The entries must be retyped exactly, down to the last line.

[Point-per-instance localization data]
----------
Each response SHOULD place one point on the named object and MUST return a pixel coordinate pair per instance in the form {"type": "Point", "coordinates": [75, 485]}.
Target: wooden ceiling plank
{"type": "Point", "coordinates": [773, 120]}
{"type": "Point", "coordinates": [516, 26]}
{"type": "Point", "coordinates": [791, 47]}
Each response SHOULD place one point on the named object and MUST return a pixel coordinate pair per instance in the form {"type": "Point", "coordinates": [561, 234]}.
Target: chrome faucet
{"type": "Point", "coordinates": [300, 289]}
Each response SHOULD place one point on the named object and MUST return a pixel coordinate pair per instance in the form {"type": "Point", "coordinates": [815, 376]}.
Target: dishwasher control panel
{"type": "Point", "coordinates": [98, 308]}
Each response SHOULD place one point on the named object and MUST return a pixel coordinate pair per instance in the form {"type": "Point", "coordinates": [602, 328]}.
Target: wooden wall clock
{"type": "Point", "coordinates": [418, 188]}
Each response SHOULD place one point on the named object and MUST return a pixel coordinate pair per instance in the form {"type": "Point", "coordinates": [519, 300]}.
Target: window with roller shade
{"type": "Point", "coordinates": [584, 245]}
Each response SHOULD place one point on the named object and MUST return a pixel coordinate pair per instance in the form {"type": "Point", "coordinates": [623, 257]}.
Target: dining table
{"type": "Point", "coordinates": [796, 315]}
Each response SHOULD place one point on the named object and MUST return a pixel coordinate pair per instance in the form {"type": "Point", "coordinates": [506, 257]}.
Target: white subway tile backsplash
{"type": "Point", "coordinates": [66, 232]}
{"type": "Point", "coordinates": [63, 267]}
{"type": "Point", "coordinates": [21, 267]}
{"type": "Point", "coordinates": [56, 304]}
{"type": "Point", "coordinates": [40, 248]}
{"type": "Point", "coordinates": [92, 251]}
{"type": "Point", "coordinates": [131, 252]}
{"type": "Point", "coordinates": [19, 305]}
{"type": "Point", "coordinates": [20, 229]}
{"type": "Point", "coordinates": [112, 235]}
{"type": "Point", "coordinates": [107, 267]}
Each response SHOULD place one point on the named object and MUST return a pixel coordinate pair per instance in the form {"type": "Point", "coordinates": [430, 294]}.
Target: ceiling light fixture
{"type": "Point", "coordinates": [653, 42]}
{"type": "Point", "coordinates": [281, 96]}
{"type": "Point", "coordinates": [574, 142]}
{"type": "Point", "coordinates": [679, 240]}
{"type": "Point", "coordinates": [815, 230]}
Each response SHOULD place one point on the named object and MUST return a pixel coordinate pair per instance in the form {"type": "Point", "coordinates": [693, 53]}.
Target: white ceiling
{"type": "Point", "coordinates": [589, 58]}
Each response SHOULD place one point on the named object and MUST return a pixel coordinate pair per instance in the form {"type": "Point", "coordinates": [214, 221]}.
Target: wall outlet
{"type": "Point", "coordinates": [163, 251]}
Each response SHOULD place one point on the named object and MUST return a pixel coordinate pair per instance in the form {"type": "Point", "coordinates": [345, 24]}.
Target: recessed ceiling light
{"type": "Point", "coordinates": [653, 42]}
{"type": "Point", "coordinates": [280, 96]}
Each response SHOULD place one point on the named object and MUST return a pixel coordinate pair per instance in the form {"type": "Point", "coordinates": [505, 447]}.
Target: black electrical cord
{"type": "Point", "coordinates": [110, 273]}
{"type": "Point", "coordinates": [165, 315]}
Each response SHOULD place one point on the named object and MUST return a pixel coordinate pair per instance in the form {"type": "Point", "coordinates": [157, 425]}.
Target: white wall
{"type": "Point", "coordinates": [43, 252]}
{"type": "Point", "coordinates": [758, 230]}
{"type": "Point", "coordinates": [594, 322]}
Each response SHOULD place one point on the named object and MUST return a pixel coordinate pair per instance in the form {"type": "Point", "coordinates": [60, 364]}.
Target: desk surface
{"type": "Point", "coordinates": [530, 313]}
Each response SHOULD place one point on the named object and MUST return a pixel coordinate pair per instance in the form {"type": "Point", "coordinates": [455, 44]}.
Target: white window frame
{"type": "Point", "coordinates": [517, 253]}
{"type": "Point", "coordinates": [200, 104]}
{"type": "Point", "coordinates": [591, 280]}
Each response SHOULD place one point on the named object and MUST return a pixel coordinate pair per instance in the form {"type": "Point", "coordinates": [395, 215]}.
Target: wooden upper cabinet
----------
Finished task:
Each response SHOULD place one point on the named object and MUST return a pixel coordinate pair per instance in the form {"type": "Point", "coordinates": [75, 485]}.
Target: wooden ceiling plank
{"type": "Point", "coordinates": [773, 120]}
{"type": "Point", "coordinates": [516, 26]}
{"type": "Point", "coordinates": [791, 47]}
Each response SHOULD place one point on the named object and MUST return a pixel coordinate pair per instance in the form {"type": "Point", "coordinates": [561, 234]}.
Target: chrome faucet
{"type": "Point", "coordinates": [300, 289]}
Each response SHOULD place one point on the named object and MUST return a pixel coordinate pair per instance in the form {"type": "Point", "coordinates": [815, 376]}.
Target: dishwasher control panel
{"type": "Point", "coordinates": [98, 308]}
Each response SHOULD place one point on the named object and MUST return a pixel coordinate pair per instance in the form {"type": "Point", "coordinates": [602, 328]}.
Target: wooden wall clock
{"type": "Point", "coordinates": [418, 188]}
Each response SHOULD place one point on the named object and MUST return a pixel coordinate pair per instance in the form {"type": "Point", "coordinates": [519, 300]}.
Target: window with roller shade
{"type": "Point", "coordinates": [584, 245]}
Each response SHOULD place one point on the named object and MUST return a pixel coordinate pair per instance in the form {"type": "Point", "coordinates": [623, 257]}.
Target: dining table
{"type": "Point", "coordinates": [796, 315]}
Each response SHOULD place one point on the named object and MUST return a pixel coordinate pair per instance in the form {"type": "Point", "coordinates": [506, 257]}.
Target: white subway tile backsplash
{"type": "Point", "coordinates": [66, 232]}
{"type": "Point", "coordinates": [63, 267]}
{"type": "Point", "coordinates": [21, 267]}
{"type": "Point", "coordinates": [56, 304]}
{"type": "Point", "coordinates": [40, 248]}
{"type": "Point", "coordinates": [92, 251]}
{"type": "Point", "coordinates": [131, 252]}
{"type": "Point", "coordinates": [19, 305]}
{"type": "Point", "coordinates": [20, 229]}
{"type": "Point", "coordinates": [112, 235]}
{"type": "Point", "coordinates": [107, 267]}
Each response SHOULD place one point on the named object and MUST return a pixel coordinate pair per instance in the form {"type": "Point", "coordinates": [430, 294]}.
Target: ceiling light fixture
{"type": "Point", "coordinates": [653, 42]}
{"type": "Point", "coordinates": [281, 96]}
{"type": "Point", "coordinates": [574, 142]}
{"type": "Point", "coordinates": [679, 240]}
{"type": "Point", "coordinates": [815, 230]}
Each response SHOULD place one point on the named object and MUST return a pixel coordinate pair per instance in the form {"type": "Point", "coordinates": [693, 53]}.
Target: white ceiling
{"type": "Point", "coordinates": [589, 58]}
Each response SHOULD place one point on the named object and MUST return a pixel coordinate pair per instance in the form {"type": "Point", "coordinates": [214, 221]}.
Target: wall outlet
{"type": "Point", "coordinates": [163, 251]}
Each response SHOULD place one point on the named object and MUST return a pixel coordinate pair per instance in the form {"type": "Point", "coordinates": [345, 24]}.
Target: recessed ceiling light
{"type": "Point", "coordinates": [653, 42]}
{"type": "Point", "coordinates": [280, 96]}
Each response SHOULD place one point on the named object and MUST return a pixel coordinate pair per instance in the form {"type": "Point", "coordinates": [505, 447]}.
Target: black electrical cord
{"type": "Point", "coordinates": [110, 273]}
{"type": "Point", "coordinates": [165, 315]}
Each response SHOULD place one point on the named object and MUST return a pixel coordinate pair per instance in the form {"type": "Point", "coordinates": [157, 425]}.
Target: white wall
{"type": "Point", "coordinates": [43, 252]}
{"type": "Point", "coordinates": [758, 230]}
{"type": "Point", "coordinates": [594, 322]}
Each response SHOULD place one point on the named object and MUST return a pixel coordinate pair per instance in the form {"type": "Point", "coordinates": [60, 364]}.
Target: desk surface
{"type": "Point", "coordinates": [530, 313]}
Each response SHOULD place one point on the named object and MUST return a pixel coordinate pair per instance in the form {"type": "Point", "coordinates": [455, 44]}.
Target: white window frame
{"type": "Point", "coordinates": [517, 253]}
{"type": "Point", "coordinates": [200, 104]}
{"type": "Point", "coordinates": [591, 280]}
Each response SHOULD place one point on the named object and MUST return a pixel coordinate pair per instance in the form {"type": "Point", "coordinates": [395, 215]}.
Target: wooden upper cabinet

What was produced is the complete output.